▶ DIRECTIVE 1
From the biography of Sir Dugald Campbell, pull out the stretch from "Scottish landowner (died" through "of Duke Robert." word for word.
▶ DIRECTIVE 2
In the biography of Sir Dugald Campbell, how many Highland followers did Roger Aston say Campbell of Auchinbreck could command?
▶ DIRECTIVE 3
Please write what comes next in the biography of Sir Dugald Campbell, picking up after its final sentence.

▶ SOURCE EXTRACT
╔══

= Sir Dugald Campbell, 1st Baronet =

Scottish landowner (died 1641)

Sir Dugald Campbell (died 1641) was a Scottish landowner.

He was a son of Sir Duncan Campbell, captain of Castle Sween and his wife Mary MacLeod, daughter of William MacLeod of Dunvegan.

==Career==
He was heir to his estate before 1599. In November 1601 the courtier Roger Aston wrote that Campbell of Auchinbreck was one of the greatest followers of the Earl of Argyll and his standard bearer, able to command 500 Highland followers. He raided Bute in 1602, and in May the Earl of Argyll was made to take hands with the Steward of Bute as a show of friendship at the baptism of Duke Robert.

He was knighted by James VI and I in 1617. He was created a baronet, of Nova Scotia in 1628. MacPhail wrote (p. 65): “...(Dugald) was by King’s Charter 1st created Knight Baronet of Nova Scotia... (He received a charter wherein there are many privileges) “...dated at Whitehall, London 12 January 1628. He seems to have been knighted at an earlier date".

Dugald Campbell died during a fire at Auchinbreck Castle in 1641.

╚══

▶ INFORMATION SUPPLIED

╔══

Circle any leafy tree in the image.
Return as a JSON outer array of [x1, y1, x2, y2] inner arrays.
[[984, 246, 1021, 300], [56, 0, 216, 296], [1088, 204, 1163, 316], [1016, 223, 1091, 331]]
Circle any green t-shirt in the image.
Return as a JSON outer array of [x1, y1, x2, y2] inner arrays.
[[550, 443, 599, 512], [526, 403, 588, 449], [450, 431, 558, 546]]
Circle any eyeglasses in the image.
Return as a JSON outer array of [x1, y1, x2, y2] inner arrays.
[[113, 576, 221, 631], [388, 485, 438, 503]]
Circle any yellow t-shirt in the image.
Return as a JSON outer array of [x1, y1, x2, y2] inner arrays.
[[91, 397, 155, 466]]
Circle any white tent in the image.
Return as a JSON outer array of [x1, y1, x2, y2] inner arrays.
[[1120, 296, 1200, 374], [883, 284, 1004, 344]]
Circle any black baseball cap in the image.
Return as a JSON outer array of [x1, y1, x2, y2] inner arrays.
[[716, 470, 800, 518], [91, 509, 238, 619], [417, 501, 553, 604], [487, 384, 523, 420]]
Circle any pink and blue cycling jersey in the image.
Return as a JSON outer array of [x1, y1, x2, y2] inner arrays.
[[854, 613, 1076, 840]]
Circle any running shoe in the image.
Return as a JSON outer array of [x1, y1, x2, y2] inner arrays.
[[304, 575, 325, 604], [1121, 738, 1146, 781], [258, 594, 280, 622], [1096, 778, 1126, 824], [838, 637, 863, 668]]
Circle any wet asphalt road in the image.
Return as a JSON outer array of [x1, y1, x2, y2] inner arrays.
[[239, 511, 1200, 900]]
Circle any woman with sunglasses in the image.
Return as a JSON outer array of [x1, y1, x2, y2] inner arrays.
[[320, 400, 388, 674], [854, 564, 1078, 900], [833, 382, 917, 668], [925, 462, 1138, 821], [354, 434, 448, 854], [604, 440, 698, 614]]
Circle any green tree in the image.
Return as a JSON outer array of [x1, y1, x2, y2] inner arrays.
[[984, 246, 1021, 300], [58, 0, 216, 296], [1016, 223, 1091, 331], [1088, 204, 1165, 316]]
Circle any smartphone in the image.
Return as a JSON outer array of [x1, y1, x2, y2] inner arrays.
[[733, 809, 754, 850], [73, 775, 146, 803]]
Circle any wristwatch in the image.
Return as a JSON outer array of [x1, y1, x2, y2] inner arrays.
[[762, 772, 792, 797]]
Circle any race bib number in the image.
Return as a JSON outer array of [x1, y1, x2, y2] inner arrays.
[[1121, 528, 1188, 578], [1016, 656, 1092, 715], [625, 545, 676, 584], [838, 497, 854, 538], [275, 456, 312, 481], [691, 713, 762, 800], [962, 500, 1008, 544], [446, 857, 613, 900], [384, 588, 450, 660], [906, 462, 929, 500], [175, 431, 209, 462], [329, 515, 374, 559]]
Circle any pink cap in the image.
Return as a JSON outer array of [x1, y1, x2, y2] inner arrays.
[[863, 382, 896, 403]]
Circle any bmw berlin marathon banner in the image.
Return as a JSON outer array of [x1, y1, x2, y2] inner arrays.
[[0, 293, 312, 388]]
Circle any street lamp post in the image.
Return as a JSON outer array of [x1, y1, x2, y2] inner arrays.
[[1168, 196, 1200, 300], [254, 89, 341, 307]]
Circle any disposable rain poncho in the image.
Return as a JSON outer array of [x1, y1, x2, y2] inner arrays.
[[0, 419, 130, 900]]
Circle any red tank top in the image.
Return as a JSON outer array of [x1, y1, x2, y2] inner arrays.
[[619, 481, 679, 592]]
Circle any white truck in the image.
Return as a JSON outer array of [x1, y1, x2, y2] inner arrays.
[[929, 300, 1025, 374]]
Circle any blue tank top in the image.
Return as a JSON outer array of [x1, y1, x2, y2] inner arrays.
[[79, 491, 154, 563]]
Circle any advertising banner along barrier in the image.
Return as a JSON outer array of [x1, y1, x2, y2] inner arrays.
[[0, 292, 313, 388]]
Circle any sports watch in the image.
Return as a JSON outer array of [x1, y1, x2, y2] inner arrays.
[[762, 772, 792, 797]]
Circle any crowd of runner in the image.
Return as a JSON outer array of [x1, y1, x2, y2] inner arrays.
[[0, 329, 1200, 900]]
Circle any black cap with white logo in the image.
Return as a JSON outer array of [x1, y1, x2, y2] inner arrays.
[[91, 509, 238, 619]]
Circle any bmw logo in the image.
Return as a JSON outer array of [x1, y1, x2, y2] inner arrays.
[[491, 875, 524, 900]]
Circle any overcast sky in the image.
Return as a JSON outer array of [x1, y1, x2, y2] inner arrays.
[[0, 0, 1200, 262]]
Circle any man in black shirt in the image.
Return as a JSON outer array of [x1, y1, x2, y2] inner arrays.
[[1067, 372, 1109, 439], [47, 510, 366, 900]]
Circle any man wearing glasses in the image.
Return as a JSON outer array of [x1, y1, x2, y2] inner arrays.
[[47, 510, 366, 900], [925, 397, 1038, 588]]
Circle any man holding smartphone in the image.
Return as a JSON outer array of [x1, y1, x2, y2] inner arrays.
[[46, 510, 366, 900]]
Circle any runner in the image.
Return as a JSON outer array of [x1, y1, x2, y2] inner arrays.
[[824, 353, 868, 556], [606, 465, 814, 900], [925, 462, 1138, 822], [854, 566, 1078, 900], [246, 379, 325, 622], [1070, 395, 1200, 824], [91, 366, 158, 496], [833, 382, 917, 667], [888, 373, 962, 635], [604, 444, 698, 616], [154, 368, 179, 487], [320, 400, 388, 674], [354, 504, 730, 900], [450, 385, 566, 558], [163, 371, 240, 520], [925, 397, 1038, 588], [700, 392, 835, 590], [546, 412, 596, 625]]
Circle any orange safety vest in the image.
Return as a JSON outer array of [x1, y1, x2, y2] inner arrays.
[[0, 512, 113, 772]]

╚══
╔══

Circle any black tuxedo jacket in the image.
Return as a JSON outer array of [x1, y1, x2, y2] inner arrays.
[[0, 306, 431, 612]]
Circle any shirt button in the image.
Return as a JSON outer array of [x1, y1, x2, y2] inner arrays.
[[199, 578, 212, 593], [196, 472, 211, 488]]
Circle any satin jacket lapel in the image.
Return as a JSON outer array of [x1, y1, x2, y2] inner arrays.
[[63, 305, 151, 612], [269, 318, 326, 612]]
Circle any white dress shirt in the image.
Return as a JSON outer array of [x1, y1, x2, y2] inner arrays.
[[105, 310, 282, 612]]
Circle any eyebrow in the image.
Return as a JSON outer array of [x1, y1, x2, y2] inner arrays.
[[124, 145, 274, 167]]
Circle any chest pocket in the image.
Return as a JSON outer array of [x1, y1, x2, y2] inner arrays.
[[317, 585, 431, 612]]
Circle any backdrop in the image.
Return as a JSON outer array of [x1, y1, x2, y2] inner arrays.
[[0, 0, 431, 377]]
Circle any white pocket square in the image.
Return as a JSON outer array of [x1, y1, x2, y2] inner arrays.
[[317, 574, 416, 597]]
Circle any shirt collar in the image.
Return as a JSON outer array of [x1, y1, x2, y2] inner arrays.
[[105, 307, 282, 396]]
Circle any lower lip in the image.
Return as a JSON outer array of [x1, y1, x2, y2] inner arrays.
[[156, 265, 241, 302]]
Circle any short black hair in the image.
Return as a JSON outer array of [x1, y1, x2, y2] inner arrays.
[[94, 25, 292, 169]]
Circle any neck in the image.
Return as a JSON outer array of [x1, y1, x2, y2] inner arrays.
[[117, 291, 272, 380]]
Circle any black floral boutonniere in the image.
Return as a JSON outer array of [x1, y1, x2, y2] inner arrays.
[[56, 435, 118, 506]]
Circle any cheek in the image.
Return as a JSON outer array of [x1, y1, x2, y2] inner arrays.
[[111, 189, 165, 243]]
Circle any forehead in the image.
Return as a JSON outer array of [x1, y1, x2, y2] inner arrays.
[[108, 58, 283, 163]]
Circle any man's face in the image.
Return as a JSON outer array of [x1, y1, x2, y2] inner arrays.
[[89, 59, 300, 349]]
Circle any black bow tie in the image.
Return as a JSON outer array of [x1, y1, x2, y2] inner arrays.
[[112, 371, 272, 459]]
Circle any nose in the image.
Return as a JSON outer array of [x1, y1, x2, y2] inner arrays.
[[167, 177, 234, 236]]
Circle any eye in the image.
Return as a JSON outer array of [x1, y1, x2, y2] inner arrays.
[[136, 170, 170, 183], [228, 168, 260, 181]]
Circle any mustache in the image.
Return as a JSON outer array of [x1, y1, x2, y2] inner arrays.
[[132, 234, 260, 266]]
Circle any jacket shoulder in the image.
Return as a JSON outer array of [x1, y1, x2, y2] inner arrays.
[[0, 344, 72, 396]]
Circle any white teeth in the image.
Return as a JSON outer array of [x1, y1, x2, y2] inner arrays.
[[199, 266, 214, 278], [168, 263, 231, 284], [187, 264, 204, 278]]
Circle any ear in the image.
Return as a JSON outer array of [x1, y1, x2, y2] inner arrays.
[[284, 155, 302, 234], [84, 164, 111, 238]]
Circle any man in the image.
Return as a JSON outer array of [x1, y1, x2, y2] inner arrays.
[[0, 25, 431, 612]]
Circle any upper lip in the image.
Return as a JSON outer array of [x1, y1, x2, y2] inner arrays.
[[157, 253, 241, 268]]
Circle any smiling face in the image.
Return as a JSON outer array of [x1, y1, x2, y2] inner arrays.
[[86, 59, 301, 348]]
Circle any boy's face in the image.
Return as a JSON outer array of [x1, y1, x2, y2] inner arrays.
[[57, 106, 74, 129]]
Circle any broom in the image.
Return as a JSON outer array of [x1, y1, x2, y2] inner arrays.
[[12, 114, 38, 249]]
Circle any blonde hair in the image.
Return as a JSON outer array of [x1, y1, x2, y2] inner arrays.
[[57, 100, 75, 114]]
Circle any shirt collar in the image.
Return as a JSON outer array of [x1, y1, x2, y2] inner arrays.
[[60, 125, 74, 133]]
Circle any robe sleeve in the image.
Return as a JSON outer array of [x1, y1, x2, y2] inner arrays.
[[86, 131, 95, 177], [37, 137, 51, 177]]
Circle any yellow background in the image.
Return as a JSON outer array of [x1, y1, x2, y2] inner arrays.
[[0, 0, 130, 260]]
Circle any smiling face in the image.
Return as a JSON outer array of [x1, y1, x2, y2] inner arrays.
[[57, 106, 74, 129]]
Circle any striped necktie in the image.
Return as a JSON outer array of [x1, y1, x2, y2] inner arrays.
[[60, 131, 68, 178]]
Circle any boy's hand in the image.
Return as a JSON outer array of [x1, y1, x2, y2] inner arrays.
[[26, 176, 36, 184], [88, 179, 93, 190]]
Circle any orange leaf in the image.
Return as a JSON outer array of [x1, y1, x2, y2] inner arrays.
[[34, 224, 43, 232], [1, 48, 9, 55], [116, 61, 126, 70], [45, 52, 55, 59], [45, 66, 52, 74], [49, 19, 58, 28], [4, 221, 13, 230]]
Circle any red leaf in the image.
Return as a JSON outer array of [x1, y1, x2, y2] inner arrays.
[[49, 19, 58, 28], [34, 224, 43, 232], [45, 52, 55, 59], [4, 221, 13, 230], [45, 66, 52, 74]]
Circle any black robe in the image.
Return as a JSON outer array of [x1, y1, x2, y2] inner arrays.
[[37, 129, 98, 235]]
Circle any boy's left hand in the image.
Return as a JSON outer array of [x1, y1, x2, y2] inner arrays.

╚══

▶ FINAL ANSWER 1
Scottish landowner (died 1641)

Sir Dugald Campbell (died 1641) was a Scottish landowner.

He was a son of Sir Duncan Campbell, captain of Castle Sween and his wife Mary MacLeod, daughter of William MacLeod of Dunvegan.

==Career==
He was heir to his estate before 1599. In November 1601 the courtier Roger Aston wrote that Campbell of Auchinbreck was one of the greatest followers of the Earl of Argyll and his standard bearer, able to command 500 Highland followers. He raided Bute in 1602, and in May the Earl of Argyll was made to take hands with the Steward of Bute as a show of friendship at the baptism of Duke Robert.

▶ FINAL ANSWER 2
500 Highland followers.

▶ FINAL ANSWER 3
==Marriages and family==
Dugald Campbell married three times, (1) Catherine Scrimgeour (1570–1590), a daughter of James Scrimgeour of Dudhope (2) in 1590, Mary Erskine, daughter of Alexander Erskine of Gogar, and sister to Sir Thomas Erskine, (3) Dame Isabel Boyd, daughter of Lord Boyd. She was born about 1574.

His children with Mary Erskine included:
- Sir Duncan Campbell, 2nd Baronet of Auchinbreck
- Florence Fingwel Campbell, or Fionnghal Chaimbeul, who married Iain Garbh Maclean of Coll. She wrote a Gaelic lament on the battle of Inverlochy where her brother was killed.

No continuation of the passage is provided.